» **Problem statement**
Render the whole listing below as a two-column CSV with the headers input and output. Each row pairs one set of directions with all the pixel coordinates that follow it, with each value in a single quoted field, line breaks turned into spaces, and the pictures left out.

» **Dataset content**
----
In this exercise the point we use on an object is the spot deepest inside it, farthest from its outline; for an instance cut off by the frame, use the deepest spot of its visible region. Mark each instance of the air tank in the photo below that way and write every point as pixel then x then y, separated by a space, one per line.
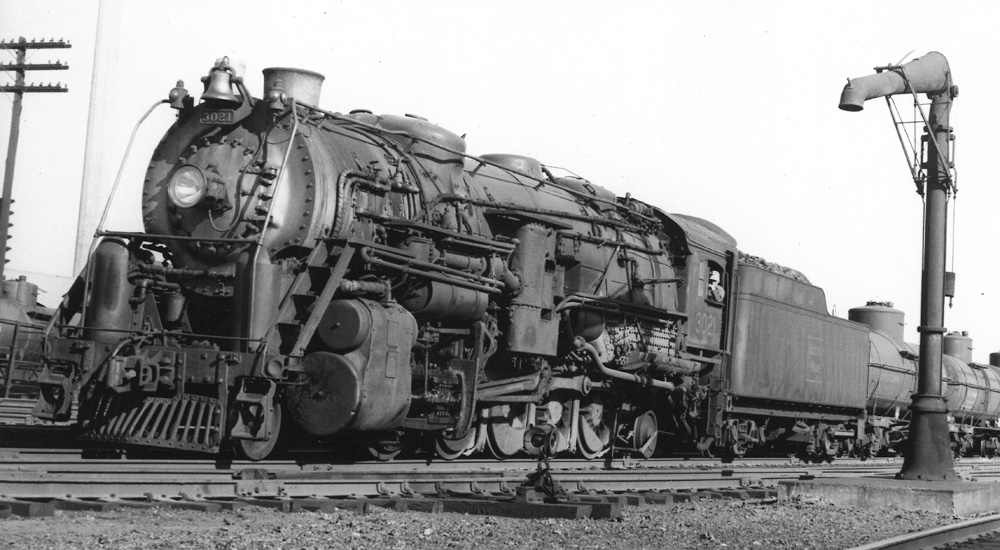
pixel 880 317
pixel 959 345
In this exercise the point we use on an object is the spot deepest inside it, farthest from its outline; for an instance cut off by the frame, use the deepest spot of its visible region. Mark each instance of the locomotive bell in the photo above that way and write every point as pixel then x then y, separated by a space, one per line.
pixel 219 83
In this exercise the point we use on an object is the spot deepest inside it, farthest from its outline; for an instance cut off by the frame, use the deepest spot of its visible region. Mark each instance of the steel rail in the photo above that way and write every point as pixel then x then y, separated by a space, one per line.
pixel 939 536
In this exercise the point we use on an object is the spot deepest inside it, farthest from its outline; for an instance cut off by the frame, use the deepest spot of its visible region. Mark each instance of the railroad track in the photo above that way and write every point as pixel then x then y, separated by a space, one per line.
pixel 978 533
pixel 36 481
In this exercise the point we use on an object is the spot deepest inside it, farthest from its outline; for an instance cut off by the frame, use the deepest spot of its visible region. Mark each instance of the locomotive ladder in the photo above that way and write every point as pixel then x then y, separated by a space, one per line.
pixel 303 306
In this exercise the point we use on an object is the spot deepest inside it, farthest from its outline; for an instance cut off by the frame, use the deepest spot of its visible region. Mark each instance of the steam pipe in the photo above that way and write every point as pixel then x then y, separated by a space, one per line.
pixel 930 456
pixel 640 379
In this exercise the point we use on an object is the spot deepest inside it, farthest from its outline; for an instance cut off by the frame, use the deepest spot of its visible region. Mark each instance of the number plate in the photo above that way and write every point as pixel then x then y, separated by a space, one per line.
pixel 218 117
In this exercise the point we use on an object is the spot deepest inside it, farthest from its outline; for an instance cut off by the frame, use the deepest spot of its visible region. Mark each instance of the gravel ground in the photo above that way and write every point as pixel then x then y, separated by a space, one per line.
pixel 708 524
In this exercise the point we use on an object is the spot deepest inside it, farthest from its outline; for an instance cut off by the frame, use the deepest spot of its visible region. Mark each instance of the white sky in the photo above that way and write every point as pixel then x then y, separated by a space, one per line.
pixel 722 110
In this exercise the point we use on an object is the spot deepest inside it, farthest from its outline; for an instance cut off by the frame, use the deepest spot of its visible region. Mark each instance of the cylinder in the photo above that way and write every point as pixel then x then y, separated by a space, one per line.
pixel 109 314
pixel 880 317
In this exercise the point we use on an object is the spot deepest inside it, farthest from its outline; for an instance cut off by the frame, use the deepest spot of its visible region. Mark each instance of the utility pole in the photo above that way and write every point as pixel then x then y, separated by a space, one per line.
pixel 19 88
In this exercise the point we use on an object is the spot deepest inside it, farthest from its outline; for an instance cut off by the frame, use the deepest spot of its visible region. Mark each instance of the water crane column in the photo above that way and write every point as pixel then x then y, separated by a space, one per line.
pixel 929 455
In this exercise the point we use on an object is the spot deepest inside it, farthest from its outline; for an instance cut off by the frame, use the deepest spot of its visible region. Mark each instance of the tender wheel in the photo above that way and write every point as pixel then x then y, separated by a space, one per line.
pixel 645 434
pixel 593 431
pixel 259 450
pixel 505 429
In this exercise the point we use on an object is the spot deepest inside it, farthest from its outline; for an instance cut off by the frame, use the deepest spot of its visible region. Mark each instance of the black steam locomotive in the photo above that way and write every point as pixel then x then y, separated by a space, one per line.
pixel 312 275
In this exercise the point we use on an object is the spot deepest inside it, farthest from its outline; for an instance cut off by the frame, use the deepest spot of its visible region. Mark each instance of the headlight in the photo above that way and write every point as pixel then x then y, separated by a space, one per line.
pixel 187 186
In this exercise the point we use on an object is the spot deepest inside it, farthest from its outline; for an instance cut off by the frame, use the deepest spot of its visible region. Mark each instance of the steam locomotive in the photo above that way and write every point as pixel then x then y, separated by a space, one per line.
pixel 311 275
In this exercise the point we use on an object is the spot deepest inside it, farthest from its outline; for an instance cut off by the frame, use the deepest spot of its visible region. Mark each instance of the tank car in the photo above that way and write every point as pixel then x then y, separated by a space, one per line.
pixel 362 276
----
» **Finished exercise**
input,output
"In this exercise the point we use on an object is the spot deepest inside it, farthest from its outline; for an instance cut off by the frame, use the deepest spot of its visible region. Mark each instance of the air tank in the photo below that way and write every point as pixel then x then y, separated by a space, one per line.","pixel 880 317 pixel 959 345"
"In this exercise the point we use on an object is the spot deepest inside it, farthest from its outline; for an instance cut off by the frame, use the deepest spot of its visible region. Mark each instance of the locomotive bell in the photo above that way and write every point as pixel then x then y, separated by a space, one per line.","pixel 219 83"
"In this exercise the point we use on an object is the spot deepest inside it, farthest from its outline; for an instance cut off by the frame, use the deepest spot of its visible region. Mark each instance of the steel rail in the photo above that way and write every point as pixel then x then y, separated by a space, one per line.","pixel 939 536"
"In this exercise the point we use on an object is the spot deepest inside it, farthest from its outline; for an instance cut off by the frame, use the deepest spot of its visible region. Mark each instance of the railroad track in the photo above that way and write every point as pixel then x then y, separated by a space, one per line.","pixel 978 533 pixel 36 481"
"In this exercise the point we use on an object is the spot deepest inside it, farthest from its outline; for an instance cut off by the frame, use the deepest spot of its visible region. Mark each instance of the locomotive ladder in the photo above that way and write every point as pixel then x then y, separated by a space, one per line.","pixel 303 306"
"In this exercise the point we use on an object is the spot deepest inside it, farthest from its outline; for an instance cut off by the frame, use the deepest spot of its visible region. Mark each instance of the steam pipe in the photo above that way and write every point as pixel then x then y, separated by a space, one per line.","pixel 930 456 pixel 640 379"
"In this exercise the point we use on an object is the spot deepest inside it, farthest from its outline; for an instance cut off by the frame, use the deepest spot of its visible region. Mark each instance of the number plate in the photo above that way and write every point as pixel then x then y, separated by a space, one per line.","pixel 218 117"
"In this exercise the point we use on an object is the spot deepest inside it, farthest from its outline; for an instance cut off by the frame, use the deepest spot of its visible region. Mark each instance of the gravel ground in the photo above that way and write every point as pixel then x then y, separated by a space, one per line.","pixel 708 524"
"In this exercise the point we use on an object is the spot deepest inside it, farthest from its outline; for an instance cut off by the frame, use the deepest spot of its visible region. Mark each instance of the white sky in the photo above that way and write every point as pixel then x then y, separated by a space, one per line.","pixel 722 110"
"In this exercise the point we use on an object is the spot deepest inside it, farthest from its outline; for an instance cut off by the frame, use the deepest spot of its visible region. Mark each instance of the cylinder in the photo above that way and write every point as pixel then x then y, separated by a space, one per line.","pixel 109 314 pixel 880 317"
"In this exercise the point we use on an object is the spot deepest inside it, farthest from its outline; for an instance cut off by the frame, use the deepest spot of its visible region. Mark each instance of the utility pole in the photo above that way and write every point as pixel then x then y, separated by a space, one per line.","pixel 19 88"
"In this exercise the point we use on an object is the spot deepest inside it, farthest from its outline; for an instance cut off by the frame, use the deepest spot of its visible region. Mark each instance of the water crane column in the photo above that way and write every point as pixel then x then y, separated by a space, one per line.","pixel 929 455"
"In this exercise the point we use on an object is the spot deepest inside it, farthest from its outline; for an instance cut off by the frame, use the deepest spot of its visible region. Mark each instance of the tender wheel in the photo above that way and write every point as pixel then x then y, separated by a space, one per line.","pixel 645 434 pixel 593 431 pixel 259 450 pixel 505 429"
"In this exercise the point we use on an object is the spot deepest inside it, farthest from its outline; for an instance cut off by the frame, use the deepest spot of its visible region. Mark each instance of the black steam locomotive in the photo above that way and write every point as pixel then x then y, separated by a space, one per line.","pixel 312 275"
"In this exercise the point we use on an object is the spot deepest inside it, farthest from its outline; for an instance cut off by the frame, use the deepest spot of its visible region. Mark each instance of the headlight in the photo above that way and write every point as pixel then x then y, separated by a space, one per line.","pixel 187 186"
"In this exercise the point we use on an object is the spot deepest inside it, farthest from its outline; for an instance cut off by the frame, use the deepest spot of its visible region. Mark each instance of the steam locomotive in the photo above that way and write every point as pixel then x then y, separated by a space, one per line.","pixel 311 275"
"In this exercise the point we use on an object is the spot deepest inside it, farthest from its outline; for an instance cut off by the frame, use the deepest spot of its visible region. Mark each instance of the tank car in the photo above that way and write every point as pixel then x then y, separated by a space, one per line.","pixel 362 276"